• [Work to complete] When you reach the records, transcribe all of them exactly.

*** Opening Data for processing ***

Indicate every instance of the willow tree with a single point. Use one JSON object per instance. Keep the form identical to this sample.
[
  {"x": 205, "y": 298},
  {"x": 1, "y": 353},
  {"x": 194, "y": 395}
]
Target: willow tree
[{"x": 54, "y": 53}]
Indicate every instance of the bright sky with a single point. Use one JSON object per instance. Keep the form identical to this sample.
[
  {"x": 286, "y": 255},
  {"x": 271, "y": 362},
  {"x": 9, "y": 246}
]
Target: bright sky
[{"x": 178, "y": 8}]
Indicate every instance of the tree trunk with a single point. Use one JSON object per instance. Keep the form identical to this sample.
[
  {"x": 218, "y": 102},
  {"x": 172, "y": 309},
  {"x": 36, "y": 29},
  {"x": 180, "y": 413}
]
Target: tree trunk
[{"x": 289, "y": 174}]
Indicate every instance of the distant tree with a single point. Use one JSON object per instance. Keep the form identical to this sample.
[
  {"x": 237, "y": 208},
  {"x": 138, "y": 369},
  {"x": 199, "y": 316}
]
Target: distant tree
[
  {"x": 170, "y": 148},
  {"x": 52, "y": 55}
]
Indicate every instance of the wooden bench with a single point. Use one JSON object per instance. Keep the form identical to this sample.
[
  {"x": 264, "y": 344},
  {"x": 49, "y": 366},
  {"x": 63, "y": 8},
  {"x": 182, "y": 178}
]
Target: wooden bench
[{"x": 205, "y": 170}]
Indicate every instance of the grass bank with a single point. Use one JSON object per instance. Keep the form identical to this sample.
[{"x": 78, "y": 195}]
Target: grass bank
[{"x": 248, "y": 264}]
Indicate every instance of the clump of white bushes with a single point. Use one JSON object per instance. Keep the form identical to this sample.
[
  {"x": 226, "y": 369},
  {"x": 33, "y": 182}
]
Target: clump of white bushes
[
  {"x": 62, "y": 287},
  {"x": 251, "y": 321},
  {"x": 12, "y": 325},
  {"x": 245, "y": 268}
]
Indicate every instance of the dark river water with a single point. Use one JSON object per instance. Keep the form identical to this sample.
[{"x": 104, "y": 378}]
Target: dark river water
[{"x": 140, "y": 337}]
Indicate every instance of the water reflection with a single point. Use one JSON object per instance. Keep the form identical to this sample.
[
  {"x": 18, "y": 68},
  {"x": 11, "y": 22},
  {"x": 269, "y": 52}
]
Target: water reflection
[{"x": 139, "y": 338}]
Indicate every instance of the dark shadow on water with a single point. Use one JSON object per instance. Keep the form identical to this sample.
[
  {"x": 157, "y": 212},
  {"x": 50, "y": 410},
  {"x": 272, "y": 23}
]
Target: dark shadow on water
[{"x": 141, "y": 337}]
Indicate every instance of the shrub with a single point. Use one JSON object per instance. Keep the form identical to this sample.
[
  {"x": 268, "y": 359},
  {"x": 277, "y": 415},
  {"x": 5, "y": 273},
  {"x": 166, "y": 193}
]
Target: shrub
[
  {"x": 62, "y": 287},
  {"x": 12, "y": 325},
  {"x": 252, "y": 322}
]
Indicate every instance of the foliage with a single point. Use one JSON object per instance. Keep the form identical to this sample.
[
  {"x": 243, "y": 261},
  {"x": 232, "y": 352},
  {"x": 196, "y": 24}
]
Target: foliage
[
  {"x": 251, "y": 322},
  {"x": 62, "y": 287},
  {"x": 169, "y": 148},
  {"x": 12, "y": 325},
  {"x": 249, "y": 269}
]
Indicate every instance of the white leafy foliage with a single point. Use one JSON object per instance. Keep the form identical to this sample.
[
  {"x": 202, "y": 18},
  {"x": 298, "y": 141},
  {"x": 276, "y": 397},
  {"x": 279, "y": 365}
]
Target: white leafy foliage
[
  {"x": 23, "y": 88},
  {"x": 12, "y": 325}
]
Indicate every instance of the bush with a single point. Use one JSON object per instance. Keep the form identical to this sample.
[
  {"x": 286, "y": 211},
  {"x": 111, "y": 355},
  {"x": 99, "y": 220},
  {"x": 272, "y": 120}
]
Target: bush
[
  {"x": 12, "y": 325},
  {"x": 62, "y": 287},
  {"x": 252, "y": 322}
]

*** Closing Data for processing ***

• [Response to this task]
Indicate every instance of the willow tree with a single point. Use one JSON object per instance. Keep the form identical to this sample.
[
  {"x": 205, "y": 298},
  {"x": 1, "y": 353},
  {"x": 194, "y": 395}
]
Target: willow tree
[{"x": 54, "y": 53}]
Indicate every instance of the bright sky with a single point. Use one JSON object per instance. Keep the form identical to this sample.
[
  {"x": 286, "y": 255},
  {"x": 271, "y": 362},
  {"x": 9, "y": 246}
]
Target: bright sky
[{"x": 178, "y": 8}]
Indicate every instance of the tree trunk with a single point. Use one JSON object per instance. Keep the form identical to this sample.
[
  {"x": 218, "y": 102},
  {"x": 172, "y": 309},
  {"x": 36, "y": 29},
  {"x": 180, "y": 413}
]
Target: tree trunk
[{"x": 289, "y": 174}]
Indicate every instance of the distant tree with a single point. Use one JSON object per instance. Keep the form identical to this sample.
[
  {"x": 237, "y": 208},
  {"x": 138, "y": 369},
  {"x": 199, "y": 316}
]
Target: distant tree
[
  {"x": 170, "y": 148},
  {"x": 52, "y": 55}
]
Indicate every instance of the wooden bench with a single point. Use one JSON object per instance. Keep the form identical to this sample.
[
  {"x": 264, "y": 344},
  {"x": 49, "y": 366},
  {"x": 63, "y": 8},
  {"x": 182, "y": 178}
]
Target: wooden bench
[{"x": 205, "y": 170}]
Indicate every instance of the grass bank with a single point. Use one JSON object per instance. Keep the form identical to this sample.
[{"x": 78, "y": 195}]
Target: grass bank
[{"x": 248, "y": 264}]
Indicate every instance of the clump of white bushes with a single point. Use one JSON object per instance. Keep the form identical to this sample.
[
  {"x": 226, "y": 369},
  {"x": 33, "y": 182}
]
Target: clump of white bushes
[
  {"x": 62, "y": 287},
  {"x": 251, "y": 321},
  {"x": 12, "y": 325},
  {"x": 245, "y": 268}
]
Indicate every instance of the dark river water with a single point. Use one JSON object per instance. Keep the form identical to this sample.
[{"x": 104, "y": 378}]
Target: dark river water
[{"x": 140, "y": 337}]
Indicate every instance of the water reflection with a single point. Use one JSON object per instance. Keep the form identical to this sample.
[
  {"x": 18, "y": 68},
  {"x": 11, "y": 22},
  {"x": 269, "y": 52}
]
Target: water reflection
[{"x": 139, "y": 338}]
Indicate every instance of the dark shadow on water with a single point. Use one JSON object per instance. Keep the form identical to this sample.
[
  {"x": 157, "y": 212},
  {"x": 50, "y": 410},
  {"x": 272, "y": 23}
]
Target: dark shadow on water
[{"x": 141, "y": 337}]
Indicate every instance of the shrub with a single point. Use one JSON object per instance. Keep the form identical to this sample.
[
  {"x": 268, "y": 359},
  {"x": 277, "y": 415},
  {"x": 5, "y": 273},
  {"x": 166, "y": 193}
]
Target: shrub
[
  {"x": 62, "y": 287},
  {"x": 12, "y": 325},
  {"x": 252, "y": 322}
]
Indicate every instance of the foliage with a single point. Use one JSON object per instance. Keep the form identical to this sample.
[
  {"x": 243, "y": 261},
  {"x": 232, "y": 352},
  {"x": 196, "y": 24}
]
Target: foliage
[
  {"x": 251, "y": 322},
  {"x": 62, "y": 287},
  {"x": 169, "y": 148},
  {"x": 12, "y": 325},
  {"x": 249, "y": 269}
]
Indicate every instance of the white leafy foliage with a single point. Use one JSON object per instance. Keep the form identical to this sample.
[
  {"x": 202, "y": 18},
  {"x": 298, "y": 141},
  {"x": 276, "y": 397},
  {"x": 279, "y": 365}
]
Target: white leafy foliage
[
  {"x": 23, "y": 88},
  {"x": 12, "y": 325}
]
Indicate every instance of the bush with a single point. Use one JSON object per instance. Keep the form identical to this sample.
[
  {"x": 286, "y": 211},
  {"x": 111, "y": 355},
  {"x": 99, "y": 220},
  {"x": 272, "y": 120}
]
Target: bush
[
  {"x": 12, "y": 325},
  {"x": 62, "y": 287},
  {"x": 252, "y": 322}
]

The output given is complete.